What is being asked:
Everything from the line containing "Phrase: street sweeper worker" to the last line of the listing below, inclusive, is what you should output, exactly as it appears.

Record extracts:
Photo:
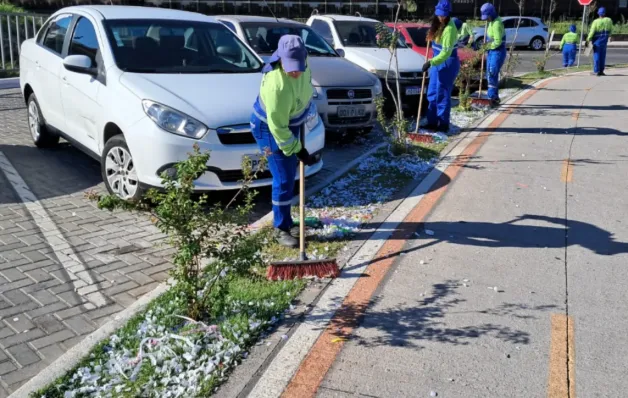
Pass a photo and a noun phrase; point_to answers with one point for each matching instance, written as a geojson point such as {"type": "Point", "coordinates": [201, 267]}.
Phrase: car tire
{"type": "Point", "coordinates": [537, 43]}
{"type": "Point", "coordinates": [40, 133]}
{"type": "Point", "coordinates": [118, 170]}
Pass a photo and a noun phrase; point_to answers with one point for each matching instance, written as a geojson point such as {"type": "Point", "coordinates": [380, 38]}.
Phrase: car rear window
{"type": "Point", "coordinates": [175, 46]}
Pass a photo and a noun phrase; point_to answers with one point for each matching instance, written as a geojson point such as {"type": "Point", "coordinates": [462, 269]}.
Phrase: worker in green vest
{"type": "Point", "coordinates": [569, 47]}
{"type": "Point", "coordinates": [598, 34]}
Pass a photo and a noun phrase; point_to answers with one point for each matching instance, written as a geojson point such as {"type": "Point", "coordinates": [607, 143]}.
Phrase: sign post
{"type": "Point", "coordinates": [585, 3]}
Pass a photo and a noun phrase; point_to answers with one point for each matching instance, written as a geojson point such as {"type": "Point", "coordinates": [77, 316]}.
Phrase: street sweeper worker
{"type": "Point", "coordinates": [496, 41]}
{"type": "Point", "coordinates": [569, 47]}
{"type": "Point", "coordinates": [444, 67]}
{"type": "Point", "coordinates": [465, 33]}
{"type": "Point", "coordinates": [598, 34]}
{"type": "Point", "coordinates": [279, 113]}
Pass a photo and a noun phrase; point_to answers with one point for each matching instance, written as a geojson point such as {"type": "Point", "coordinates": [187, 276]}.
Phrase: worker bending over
{"type": "Point", "coordinates": [278, 116]}
{"type": "Point", "coordinates": [569, 47]}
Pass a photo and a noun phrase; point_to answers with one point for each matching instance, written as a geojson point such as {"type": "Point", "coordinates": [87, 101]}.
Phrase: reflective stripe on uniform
{"type": "Point", "coordinates": [282, 203]}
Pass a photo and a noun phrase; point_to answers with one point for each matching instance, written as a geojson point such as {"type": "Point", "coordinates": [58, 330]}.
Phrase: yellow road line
{"type": "Point", "coordinates": [562, 365]}
{"type": "Point", "coordinates": [566, 173]}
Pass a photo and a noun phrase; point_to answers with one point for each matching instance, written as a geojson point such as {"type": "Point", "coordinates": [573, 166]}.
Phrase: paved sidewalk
{"type": "Point", "coordinates": [67, 267]}
{"type": "Point", "coordinates": [509, 281]}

Expected answer:
Phrase: street sweeper worker
{"type": "Point", "coordinates": [496, 41]}
{"type": "Point", "coordinates": [569, 47]}
{"type": "Point", "coordinates": [444, 67]}
{"type": "Point", "coordinates": [465, 33]}
{"type": "Point", "coordinates": [598, 34]}
{"type": "Point", "coordinates": [279, 113]}
Pass a photo and a noun phrase; point_to answers with one point for each matching instance, written as a geojson point such as {"type": "Point", "coordinates": [187, 276]}.
Phrase: worker bending over
{"type": "Point", "coordinates": [278, 116]}
{"type": "Point", "coordinates": [569, 47]}
Pass a photo and a noun phrase; point_to answers with one point for each matching instance, written as a geojson point such as {"type": "Point", "coordinates": [87, 101]}.
Phrase: reflective stripe on uniform
{"type": "Point", "coordinates": [282, 203]}
Pass a photo and a noun phrase; point_to answers with one point for each matching instance, written as a geojson point such as {"type": "Point", "coordinates": [58, 330]}.
Phrase: yellow road line
{"type": "Point", "coordinates": [562, 365]}
{"type": "Point", "coordinates": [566, 173]}
Pass a photo and a noun phrase; point_to answers with one point for each matching instance, written as a geojson point such as {"type": "Point", "coordinates": [573, 166]}.
Phrase: paved sidewalk
{"type": "Point", "coordinates": [67, 267]}
{"type": "Point", "coordinates": [509, 281]}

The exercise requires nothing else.